§ **Page excerpt**
The criteria applied to determine the existence of a partnership include the contribution
by the parties of money, property, effort, knowledge, skills or other assets to
a common undertaking, the sharing of profits and losses, a mutual right of
control or management of the enterprise, the filing of income tax returns as a
partnership and joint bank accounts.
[44]
The case law on the matter of the existence of a
partnership suggests that I must apply a pragmatic approach when dealing with
this question:
. . . Whether a
partnership has been established in a particular case will depend on an
analysis and weighing of the relevant factors in the context of all the
surrounding circumstances. That the alleged partnership must be considered in
the totality of the circumstances prevents the mechanical application of a
checklist or a test with more precisely defined parameters.
[45]
The Respondent cited a few cases that stand for
the proposition that the courts should be cautious in finding that spouses are members
of a partnership.
In my opinion, the cited cases are almost exclusively dependent on the factual
findings of the court. For example, in Sedelnick Estate, this Court had
to deal with a transaction that occurred before a statutory change to the
prevailing common law position that a married woman in Saskatchewan could not
enter into a legal relationship binding on her husband or herself. As well, a witness who could
have given relevant evidence was not called to testify, from which the Court drew
a negative inference. The Court observed that the only witness who testified “did not create a favourable impression.” In my opinion, these cases
stand for the often-cited principle that the parties’ subjective declaration of
an intent to carry on a business in common for profit must be supported by
evidence as to their actual conduct.
[46]
The objective evidence discussed below
established by the Appellants’ uncontradicted testimony shows that the
circumstances surrounding the operation of the Tree Farm are consistent with their
declared intention to supplement their pension income by carrying on a tree-farming
business in common with a view to making a profit as partners in an
undocumented partnership. The Appellants’ evidence also shows that both were
fully engaged on a regular and continuous basis in the operation of the Tree
Farm, and that they pursued that venture with the plan of realizing significant
annual profits when the trees were ready for harvesting.

(Annotated coordinate records)

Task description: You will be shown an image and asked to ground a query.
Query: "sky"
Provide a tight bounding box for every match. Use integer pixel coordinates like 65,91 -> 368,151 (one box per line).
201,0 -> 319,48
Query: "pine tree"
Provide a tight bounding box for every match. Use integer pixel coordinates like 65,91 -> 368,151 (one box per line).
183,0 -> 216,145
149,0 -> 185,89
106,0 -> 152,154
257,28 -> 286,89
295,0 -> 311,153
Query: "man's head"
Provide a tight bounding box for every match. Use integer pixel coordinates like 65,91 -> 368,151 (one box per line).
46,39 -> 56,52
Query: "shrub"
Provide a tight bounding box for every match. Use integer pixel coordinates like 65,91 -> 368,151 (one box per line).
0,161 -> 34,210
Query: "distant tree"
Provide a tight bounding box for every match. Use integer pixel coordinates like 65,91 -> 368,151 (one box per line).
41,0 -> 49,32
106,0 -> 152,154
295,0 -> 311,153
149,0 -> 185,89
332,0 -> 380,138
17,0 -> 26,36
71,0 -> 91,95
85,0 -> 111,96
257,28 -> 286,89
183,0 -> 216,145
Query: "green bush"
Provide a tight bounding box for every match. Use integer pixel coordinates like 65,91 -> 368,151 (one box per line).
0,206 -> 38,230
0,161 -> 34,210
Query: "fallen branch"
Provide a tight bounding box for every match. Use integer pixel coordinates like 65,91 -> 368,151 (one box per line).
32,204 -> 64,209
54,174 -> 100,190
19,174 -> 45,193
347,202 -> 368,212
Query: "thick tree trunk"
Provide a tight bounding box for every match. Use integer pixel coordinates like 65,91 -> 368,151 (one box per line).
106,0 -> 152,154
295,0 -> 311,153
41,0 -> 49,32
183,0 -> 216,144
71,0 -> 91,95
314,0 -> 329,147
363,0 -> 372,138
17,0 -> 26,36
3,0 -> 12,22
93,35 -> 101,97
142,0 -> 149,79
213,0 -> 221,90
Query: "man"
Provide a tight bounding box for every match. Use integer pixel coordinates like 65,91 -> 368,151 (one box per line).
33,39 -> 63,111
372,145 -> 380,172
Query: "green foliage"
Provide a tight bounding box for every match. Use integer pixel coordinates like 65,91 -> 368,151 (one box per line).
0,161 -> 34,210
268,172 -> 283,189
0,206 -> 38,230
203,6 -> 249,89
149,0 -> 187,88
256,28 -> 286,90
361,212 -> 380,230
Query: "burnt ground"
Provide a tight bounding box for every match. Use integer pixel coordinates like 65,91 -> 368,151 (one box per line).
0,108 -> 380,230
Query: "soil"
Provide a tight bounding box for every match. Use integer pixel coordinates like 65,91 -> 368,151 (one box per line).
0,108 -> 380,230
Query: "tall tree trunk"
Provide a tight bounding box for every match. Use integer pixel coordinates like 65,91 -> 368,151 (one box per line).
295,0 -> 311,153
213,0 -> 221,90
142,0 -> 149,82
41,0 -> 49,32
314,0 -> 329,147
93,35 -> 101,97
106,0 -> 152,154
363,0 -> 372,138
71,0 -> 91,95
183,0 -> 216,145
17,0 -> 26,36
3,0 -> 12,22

§ **What you need to do**
A. In the court excerpt on partnership, retype the passage starting with "In my opinion, the cited" and going on through "their actual conduct.".
B. Write what comes next in the court excerpt on the spouses' tree-farming partnership, picking up after its final sentence.

§ **Results of the tasks**
A.
In my opinion, the cited cases are almost exclusively dependent on the factual
findings of the court. For example, in Sedelnick Estate, this Court had
to deal with a transaction that occurred before a statutory change to the
prevailing common law position that a married woman in Saskatchewan could not
enter into a legal relationship binding on her husband or herself. As well, a witness who could
have given relevant evidence was not called to testify, from which the Court drew
a negative inference. The Court observed that the only witness who testified “did not create a favourable impression.” In my opinion, these cases
stand for the often-cited principle that the parties’ subjective declaration of
an intent to carry on a business in common for profit must be supported by
evidence as to their actual conduct.

B.
[47]
The Appellants actively worked together in
developing the Tree Farm. The Tree Farm was set up as a long-term venture: the
Appellants were expecting to start selling their first trees by 2008. The
Appellants testified during both examination and cross-examination that before
gravel was discovered on their property the Tree Farm was developing as
projected. The discovery of gravel on the Land had an impact on their plans
regarding the Tree Farm. However, until the Land was sold, the Appellants
invested time, effort and capital in the Tree Farm operation.
C. Was all or part of the
Land “qualified farm property” for the purpose of subsection 110.6(2) of the Act?
[48]
The starting point for determining whether the
Appellants were entitled to claim the Farming Capital Gains Exemption is the definition
of “qualified farm property” in section 110.6(1)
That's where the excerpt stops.